AIM OF THE TASK:
Convert the rows below into a Markdown table with the columns Number and Content. Put each line's number in the first column and the line itself in the second, and leave out blank lines.

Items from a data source
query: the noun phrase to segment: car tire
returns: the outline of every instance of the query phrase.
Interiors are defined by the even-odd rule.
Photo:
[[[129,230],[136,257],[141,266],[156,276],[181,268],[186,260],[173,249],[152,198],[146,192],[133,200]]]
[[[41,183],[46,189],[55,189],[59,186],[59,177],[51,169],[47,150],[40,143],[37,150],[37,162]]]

RESULT BELOW:
| Number | Content |
|---|---|
| 1 | query: the noun phrase to segment: car tire |
| 2 | returns: the outline of every instance of the query phrase. |
| 3 | Interiors are defined by the even-odd rule. |
| 4 | Photo: |
| 5 | [[[129,230],[136,257],[141,266],[156,276],[181,268],[186,260],[173,249],[152,198],[146,192],[133,200]]] |
| 6 | [[[41,183],[46,189],[55,189],[59,186],[59,177],[51,169],[47,150],[40,143],[37,150],[37,162]]] |